• [To do]: Reproduce every record below exactly, with the pictures left out.

-- Input material follows --

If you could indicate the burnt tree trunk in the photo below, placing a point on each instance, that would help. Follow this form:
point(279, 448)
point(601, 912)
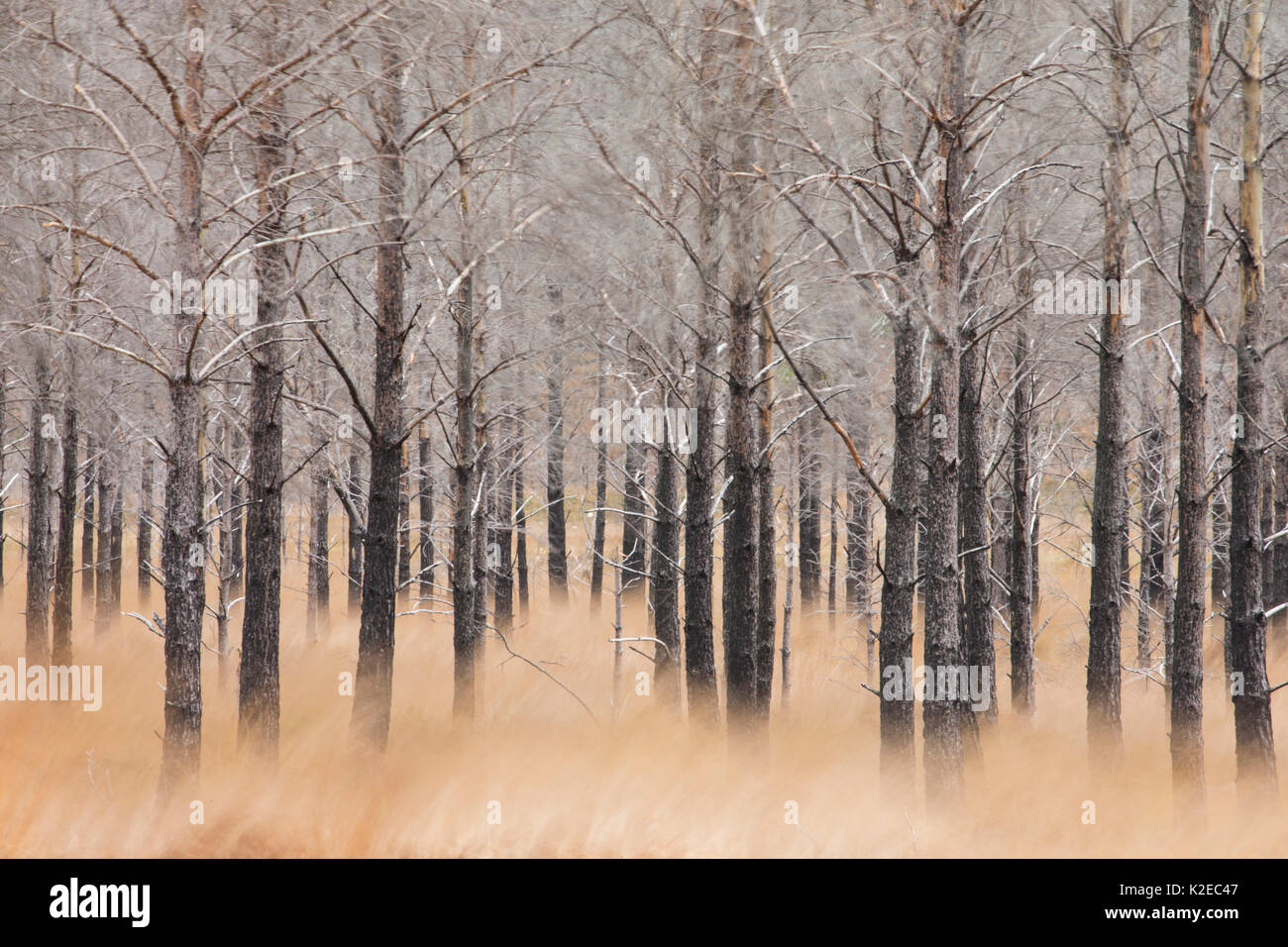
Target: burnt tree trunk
point(64, 557)
point(38, 517)
point(1253, 732)
point(1186, 672)
point(557, 539)
point(373, 694)
point(89, 525)
point(1109, 499)
point(259, 685)
point(664, 583)
point(596, 558)
point(145, 530)
point(353, 486)
point(974, 543)
point(425, 497)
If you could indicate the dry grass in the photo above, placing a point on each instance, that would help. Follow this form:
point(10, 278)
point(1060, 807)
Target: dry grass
point(81, 784)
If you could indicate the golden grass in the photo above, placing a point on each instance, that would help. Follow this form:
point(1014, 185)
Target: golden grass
point(82, 784)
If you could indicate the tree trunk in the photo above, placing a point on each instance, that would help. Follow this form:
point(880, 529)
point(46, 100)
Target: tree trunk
point(465, 486)
point(555, 527)
point(1253, 733)
point(64, 557)
point(502, 603)
point(259, 686)
point(89, 525)
point(38, 517)
point(809, 531)
point(1186, 733)
point(356, 528)
point(634, 525)
point(596, 560)
point(373, 696)
point(664, 586)
point(1022, 692)
point(426, 517)
point(768, 509)
point(145, 530)
point(941, 718)
point(103, 567)
point(318, 618)
point(520, 540)
point(1109, 500)
point(900, 577)
point(974, 544)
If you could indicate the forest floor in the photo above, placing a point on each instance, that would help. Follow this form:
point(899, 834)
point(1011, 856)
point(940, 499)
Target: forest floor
point(536, 776)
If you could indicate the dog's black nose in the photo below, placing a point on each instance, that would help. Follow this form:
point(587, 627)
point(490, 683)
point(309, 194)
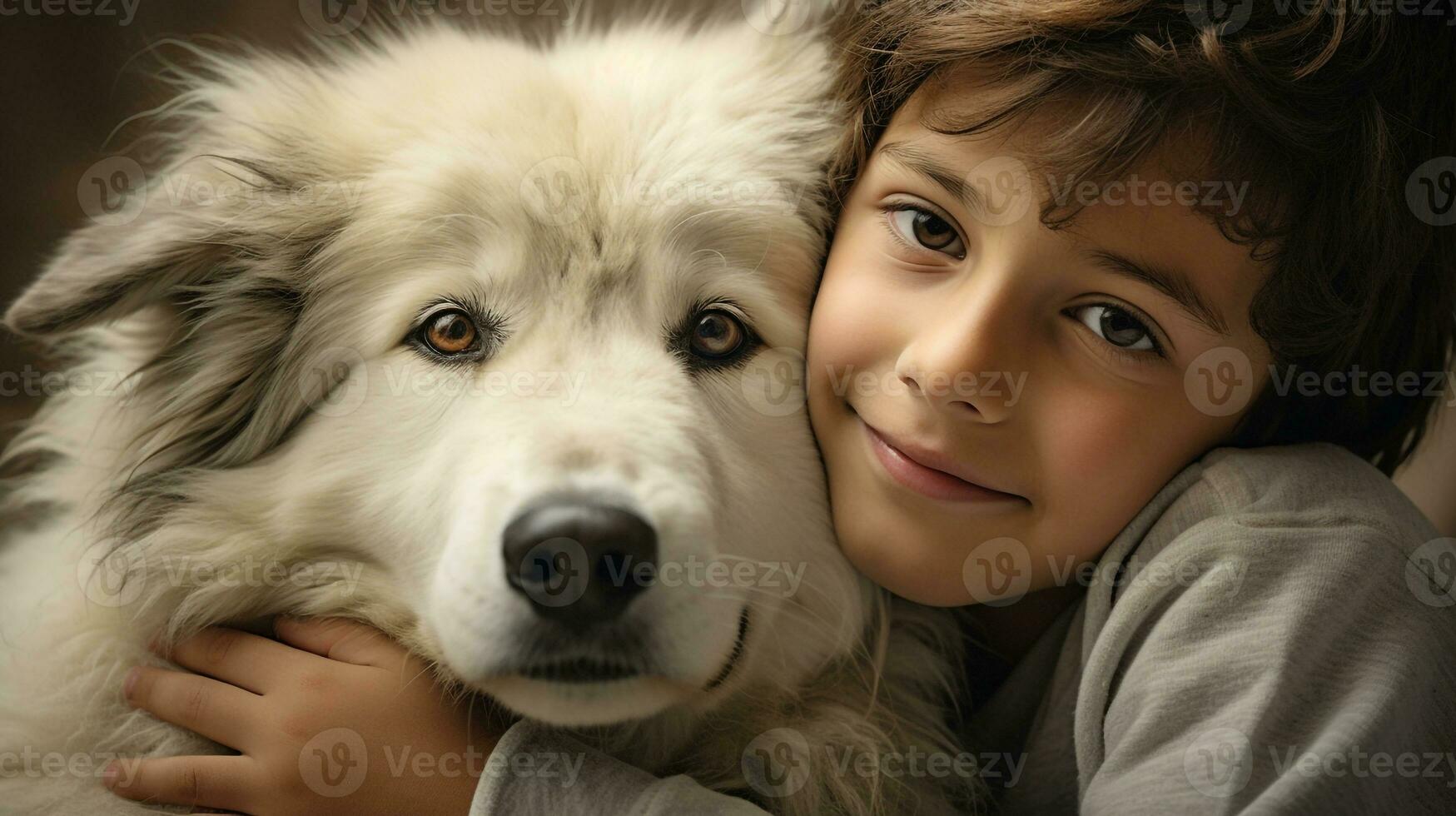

-- Input material concluded --

• [Exercise result]:
If you could indicate the burnt tree trunk in the photo below, placing a point on each instance, that would help. Follow this form:
point(279, 448)
point(601, 912)
Target: burnt tree trunk
point(64, 557)
point(38, 517)
point(1253, 732)
point(1186, 672)
point(557, 539)
point(373, 694)
point(89, 525)
point(1109, 499)
point(259, 685)
point(664, 583)
point(596, 558)
point(145, 530)
point(353, 486)
point(974, 543)
point(425, 497)
If you could indicate the dry grass in the photo above, placing a point on each instance, that would help. Follow this form:
point(10, 278)
point(1060, 807)
Target: dry grass
point(81, 784)
If you could indicate the golden grass in the photo above, placing a point on each instance, that would help. Follow this form:
point(1014, 185)
Target: golden grass
point(82, 784)
If you could indicate the tree trunk in the photo above, placing a point on each instance, that would help. Follow this form:
point(880, 529)
point(46, 100)
Target: tree trunk
point(465, 486)
point(555, 527)
point(1253, 733)
point(64, 557)
point(502, 603)
point(259, 686)
point(89, 525)
point(38, 517)
point(809, 531)
point(1186, 733)
point(356, 528)
point(634, 525)
point(596, 560)
point(373, 696)
point(664, 586)
point(1022, 692)
point(426, 517)
point(768, 509)
point(145, 530)
point(941, 718)
point(103, 567)
point(318, 618)
point(520, 540)
point(1109, 500)
point(900, 577)
point(974, 544)
If you could indicate the forest floor in the photo above, placing a point on each instance, that would help. Follow this form:
point(899, 834)
point(1011, 856)
point(940, 499)
Target: forest floor
point(536, 776)
If you could indicate the dog's black nose in the photo below, placing a point on each instance, that would help. Follow this form:
point(587, 627)
point(490, 683)
point(309, 194)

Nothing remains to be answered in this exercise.